## Directive
Print the lines of the listing below, starting with the line that contains "Please trace the outline of every instance of the hyperboloid" and continuing through the line that contains "[[2,204],[273,203],[273,164],[1,162]]". Reproduce each line without any change.

--- START Materials provided ---

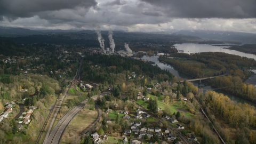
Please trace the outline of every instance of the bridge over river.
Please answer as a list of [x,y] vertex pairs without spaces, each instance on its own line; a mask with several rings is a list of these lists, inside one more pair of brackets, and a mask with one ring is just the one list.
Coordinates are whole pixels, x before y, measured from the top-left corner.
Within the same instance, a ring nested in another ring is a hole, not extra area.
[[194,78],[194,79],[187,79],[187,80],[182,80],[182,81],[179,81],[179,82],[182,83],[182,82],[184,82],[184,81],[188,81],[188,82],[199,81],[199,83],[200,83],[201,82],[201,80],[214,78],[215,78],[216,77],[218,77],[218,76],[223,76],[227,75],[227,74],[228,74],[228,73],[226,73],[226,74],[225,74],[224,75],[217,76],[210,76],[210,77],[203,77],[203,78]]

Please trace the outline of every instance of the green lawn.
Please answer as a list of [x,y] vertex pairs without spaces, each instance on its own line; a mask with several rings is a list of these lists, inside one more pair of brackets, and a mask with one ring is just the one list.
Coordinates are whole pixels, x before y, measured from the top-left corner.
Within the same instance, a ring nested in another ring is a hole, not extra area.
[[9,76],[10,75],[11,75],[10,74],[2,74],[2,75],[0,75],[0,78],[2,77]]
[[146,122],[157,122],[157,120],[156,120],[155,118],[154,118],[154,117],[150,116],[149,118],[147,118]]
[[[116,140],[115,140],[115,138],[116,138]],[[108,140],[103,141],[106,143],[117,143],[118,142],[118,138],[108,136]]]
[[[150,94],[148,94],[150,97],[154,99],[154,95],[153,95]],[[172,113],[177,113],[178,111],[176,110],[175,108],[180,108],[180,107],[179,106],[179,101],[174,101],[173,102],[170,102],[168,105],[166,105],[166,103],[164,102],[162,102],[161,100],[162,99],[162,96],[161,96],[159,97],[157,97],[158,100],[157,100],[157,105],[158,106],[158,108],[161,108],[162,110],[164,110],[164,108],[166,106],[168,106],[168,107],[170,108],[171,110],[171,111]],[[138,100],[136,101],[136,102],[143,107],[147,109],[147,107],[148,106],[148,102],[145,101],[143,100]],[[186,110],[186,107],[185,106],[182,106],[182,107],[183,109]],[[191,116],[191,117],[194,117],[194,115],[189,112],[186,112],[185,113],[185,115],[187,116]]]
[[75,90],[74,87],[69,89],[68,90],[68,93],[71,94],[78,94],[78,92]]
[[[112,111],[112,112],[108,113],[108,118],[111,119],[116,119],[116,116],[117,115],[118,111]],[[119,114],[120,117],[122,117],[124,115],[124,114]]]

--- END Materials provided ---
--- START Materials provided ---

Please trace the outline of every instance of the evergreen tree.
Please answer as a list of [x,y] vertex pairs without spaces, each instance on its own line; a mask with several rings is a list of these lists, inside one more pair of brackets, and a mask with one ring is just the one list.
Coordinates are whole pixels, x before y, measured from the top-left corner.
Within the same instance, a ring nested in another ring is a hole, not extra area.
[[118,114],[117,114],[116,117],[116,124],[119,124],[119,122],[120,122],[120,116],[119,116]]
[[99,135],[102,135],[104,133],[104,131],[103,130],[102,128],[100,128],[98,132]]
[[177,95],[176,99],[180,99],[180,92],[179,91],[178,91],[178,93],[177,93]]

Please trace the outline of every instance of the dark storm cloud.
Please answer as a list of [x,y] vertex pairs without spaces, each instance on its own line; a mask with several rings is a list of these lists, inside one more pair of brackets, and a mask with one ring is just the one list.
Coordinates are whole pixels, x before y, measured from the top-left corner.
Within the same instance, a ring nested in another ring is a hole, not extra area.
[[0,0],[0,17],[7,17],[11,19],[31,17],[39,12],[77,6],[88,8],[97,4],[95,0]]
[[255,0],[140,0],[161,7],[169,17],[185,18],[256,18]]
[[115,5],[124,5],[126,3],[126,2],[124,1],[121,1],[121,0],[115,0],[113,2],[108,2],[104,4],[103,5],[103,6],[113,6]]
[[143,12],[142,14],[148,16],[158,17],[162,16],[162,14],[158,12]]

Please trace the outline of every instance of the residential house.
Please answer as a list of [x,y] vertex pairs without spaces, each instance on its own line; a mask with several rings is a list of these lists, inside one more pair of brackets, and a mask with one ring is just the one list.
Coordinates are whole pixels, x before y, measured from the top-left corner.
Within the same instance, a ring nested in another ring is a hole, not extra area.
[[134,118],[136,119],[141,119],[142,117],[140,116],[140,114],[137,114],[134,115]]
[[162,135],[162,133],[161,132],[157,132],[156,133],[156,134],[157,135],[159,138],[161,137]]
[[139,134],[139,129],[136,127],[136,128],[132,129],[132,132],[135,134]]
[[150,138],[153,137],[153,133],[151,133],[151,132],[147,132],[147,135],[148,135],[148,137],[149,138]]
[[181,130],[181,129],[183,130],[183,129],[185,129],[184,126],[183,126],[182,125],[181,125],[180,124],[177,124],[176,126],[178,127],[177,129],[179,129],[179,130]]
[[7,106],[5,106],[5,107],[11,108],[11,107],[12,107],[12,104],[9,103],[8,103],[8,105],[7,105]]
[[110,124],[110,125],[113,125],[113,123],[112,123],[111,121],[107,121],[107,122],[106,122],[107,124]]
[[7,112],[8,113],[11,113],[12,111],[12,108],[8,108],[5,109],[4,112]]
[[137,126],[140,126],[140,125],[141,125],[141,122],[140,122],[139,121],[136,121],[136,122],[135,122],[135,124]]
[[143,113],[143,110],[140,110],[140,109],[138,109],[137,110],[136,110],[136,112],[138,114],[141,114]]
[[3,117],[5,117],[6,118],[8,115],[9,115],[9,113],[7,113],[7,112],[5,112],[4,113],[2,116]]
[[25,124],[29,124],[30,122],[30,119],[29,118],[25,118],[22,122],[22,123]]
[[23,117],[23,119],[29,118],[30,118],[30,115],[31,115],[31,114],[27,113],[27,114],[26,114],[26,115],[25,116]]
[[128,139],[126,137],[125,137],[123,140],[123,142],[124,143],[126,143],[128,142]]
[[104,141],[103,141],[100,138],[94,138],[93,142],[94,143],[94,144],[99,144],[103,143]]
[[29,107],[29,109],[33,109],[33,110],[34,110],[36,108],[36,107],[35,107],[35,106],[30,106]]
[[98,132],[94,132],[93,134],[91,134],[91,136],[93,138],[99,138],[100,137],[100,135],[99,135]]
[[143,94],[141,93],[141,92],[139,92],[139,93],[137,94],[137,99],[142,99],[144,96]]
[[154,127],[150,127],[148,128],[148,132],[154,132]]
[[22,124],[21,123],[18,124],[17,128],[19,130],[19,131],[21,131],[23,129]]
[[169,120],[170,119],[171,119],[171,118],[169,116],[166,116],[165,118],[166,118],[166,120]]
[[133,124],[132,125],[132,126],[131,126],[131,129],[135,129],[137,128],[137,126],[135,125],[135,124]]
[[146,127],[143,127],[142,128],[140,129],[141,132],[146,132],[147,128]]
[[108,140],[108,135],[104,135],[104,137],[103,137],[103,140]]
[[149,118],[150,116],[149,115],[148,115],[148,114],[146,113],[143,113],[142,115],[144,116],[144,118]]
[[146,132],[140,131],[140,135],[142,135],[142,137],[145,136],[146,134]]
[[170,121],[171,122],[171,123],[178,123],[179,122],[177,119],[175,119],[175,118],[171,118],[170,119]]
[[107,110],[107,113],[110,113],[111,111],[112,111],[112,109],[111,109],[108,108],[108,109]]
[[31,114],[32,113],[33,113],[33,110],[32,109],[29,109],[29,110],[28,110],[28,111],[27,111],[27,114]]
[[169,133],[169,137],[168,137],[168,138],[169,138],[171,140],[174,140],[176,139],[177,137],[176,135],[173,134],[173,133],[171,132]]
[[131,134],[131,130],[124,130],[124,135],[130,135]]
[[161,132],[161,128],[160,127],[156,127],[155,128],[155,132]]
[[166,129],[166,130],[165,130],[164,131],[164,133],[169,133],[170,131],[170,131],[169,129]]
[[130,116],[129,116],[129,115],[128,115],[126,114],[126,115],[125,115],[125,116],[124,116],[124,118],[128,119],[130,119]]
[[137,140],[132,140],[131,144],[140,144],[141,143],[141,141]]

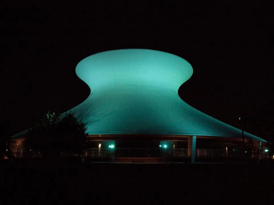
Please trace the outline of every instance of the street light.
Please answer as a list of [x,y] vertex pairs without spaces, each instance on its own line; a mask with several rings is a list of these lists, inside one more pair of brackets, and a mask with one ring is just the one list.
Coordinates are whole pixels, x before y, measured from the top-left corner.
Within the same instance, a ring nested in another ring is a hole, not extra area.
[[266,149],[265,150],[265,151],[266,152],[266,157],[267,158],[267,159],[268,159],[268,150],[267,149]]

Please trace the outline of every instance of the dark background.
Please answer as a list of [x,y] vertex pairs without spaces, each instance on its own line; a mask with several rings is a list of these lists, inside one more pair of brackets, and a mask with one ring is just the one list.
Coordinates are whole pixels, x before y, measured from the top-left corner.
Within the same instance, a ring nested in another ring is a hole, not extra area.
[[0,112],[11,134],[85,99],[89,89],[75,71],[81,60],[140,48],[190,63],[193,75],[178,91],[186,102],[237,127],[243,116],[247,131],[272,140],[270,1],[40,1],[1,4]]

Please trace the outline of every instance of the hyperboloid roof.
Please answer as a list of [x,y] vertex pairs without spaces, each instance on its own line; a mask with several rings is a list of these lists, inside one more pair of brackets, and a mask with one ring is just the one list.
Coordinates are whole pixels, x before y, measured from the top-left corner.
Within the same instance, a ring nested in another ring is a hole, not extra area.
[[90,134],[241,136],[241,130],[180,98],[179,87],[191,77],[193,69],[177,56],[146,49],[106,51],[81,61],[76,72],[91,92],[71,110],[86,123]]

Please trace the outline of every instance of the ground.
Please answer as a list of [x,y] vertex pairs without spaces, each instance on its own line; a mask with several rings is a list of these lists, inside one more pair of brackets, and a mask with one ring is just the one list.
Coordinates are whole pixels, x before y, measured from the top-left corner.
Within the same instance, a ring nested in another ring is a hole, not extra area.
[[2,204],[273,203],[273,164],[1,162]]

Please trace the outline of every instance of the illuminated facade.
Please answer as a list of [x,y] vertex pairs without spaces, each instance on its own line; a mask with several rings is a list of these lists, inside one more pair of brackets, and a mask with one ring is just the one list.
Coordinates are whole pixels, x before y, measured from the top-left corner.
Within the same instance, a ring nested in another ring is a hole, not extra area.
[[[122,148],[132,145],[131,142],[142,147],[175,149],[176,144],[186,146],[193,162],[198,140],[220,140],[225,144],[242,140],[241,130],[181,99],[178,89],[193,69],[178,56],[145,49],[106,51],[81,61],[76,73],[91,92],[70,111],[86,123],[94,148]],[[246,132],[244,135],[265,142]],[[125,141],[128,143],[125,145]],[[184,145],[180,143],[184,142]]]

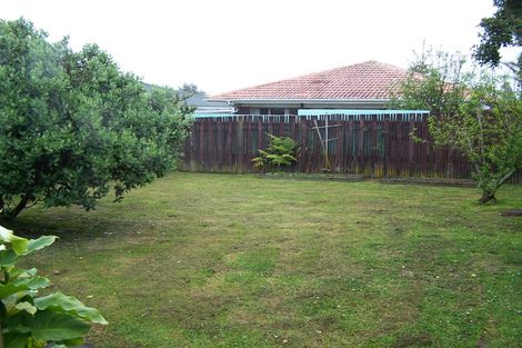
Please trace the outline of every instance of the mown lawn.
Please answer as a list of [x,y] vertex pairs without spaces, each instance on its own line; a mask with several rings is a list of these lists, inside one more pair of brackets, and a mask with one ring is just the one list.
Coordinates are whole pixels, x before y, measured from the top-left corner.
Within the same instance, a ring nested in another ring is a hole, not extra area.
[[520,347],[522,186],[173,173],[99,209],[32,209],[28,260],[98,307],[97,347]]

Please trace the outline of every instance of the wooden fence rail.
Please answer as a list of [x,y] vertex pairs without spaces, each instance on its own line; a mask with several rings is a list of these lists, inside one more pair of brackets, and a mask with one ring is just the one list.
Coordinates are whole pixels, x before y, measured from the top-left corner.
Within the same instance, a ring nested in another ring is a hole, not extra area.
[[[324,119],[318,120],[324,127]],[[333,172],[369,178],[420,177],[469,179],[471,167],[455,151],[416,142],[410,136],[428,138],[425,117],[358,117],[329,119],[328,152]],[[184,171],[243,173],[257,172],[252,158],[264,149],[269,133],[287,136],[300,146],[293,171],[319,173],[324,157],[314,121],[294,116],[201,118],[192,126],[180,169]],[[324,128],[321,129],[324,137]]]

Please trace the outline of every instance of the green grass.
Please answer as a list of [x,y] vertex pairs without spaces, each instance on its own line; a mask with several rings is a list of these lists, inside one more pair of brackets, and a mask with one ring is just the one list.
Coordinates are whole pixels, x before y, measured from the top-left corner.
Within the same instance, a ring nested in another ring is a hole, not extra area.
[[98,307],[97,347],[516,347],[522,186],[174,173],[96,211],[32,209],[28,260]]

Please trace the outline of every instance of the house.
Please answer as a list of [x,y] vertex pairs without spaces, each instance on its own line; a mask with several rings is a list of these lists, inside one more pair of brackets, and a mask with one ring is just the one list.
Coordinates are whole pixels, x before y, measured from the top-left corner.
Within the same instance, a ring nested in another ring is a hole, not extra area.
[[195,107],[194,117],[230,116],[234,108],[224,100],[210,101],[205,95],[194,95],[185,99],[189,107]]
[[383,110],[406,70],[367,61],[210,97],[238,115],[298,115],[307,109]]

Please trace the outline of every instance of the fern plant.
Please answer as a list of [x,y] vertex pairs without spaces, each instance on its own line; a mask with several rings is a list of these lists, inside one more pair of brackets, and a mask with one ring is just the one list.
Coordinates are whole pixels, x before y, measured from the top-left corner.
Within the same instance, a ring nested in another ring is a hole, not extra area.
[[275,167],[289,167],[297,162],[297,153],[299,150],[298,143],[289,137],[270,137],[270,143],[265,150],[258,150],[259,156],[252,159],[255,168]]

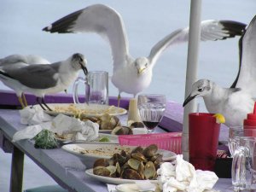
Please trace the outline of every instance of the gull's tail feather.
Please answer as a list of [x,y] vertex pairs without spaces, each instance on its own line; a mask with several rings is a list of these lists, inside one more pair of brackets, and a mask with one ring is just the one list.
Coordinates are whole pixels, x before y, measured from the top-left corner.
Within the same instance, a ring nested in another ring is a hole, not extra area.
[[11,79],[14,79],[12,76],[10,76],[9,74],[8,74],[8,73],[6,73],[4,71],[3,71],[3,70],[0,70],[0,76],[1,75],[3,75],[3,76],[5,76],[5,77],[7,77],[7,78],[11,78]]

--- END Materials provided ---

## Exercise output
Please trace the outline of every instance of the hyperboloid roof.
Please answer as a list of [x,y] vertex pairs without spaces, each instance on its own line; a mask with several rings is a list of these lists, inside one more pair of brackets, and a mask with one ring is just the one list.
Coordinates are whole pixels, x before y, measured from the top-left corner.
Within the same instance, a ring nested in another ring is a hole, not extra area.
[[90,134],[241,136],[241,130],[180,98],[179,87],[191,77],[193,69],[177,56],[146,49],[106,51],[81,61],[76,72],[91,92],[71,110],[86,123]]

Please trace the outline of every instance of the ground.
Please answer as a list of [x,y] vertex pairs without spaces, each instance on its own line; a mask with several rings is a list of these lists, inside one more pair of brackets, and a mask with one ring is just the one list.
Coordinates are whole pixels, x before y, measured from the top-left corner.
Within the same instance, a ring nested in another ring is a hole, not extra area.
[[2,204],[273,203],[273,164],[1,162]]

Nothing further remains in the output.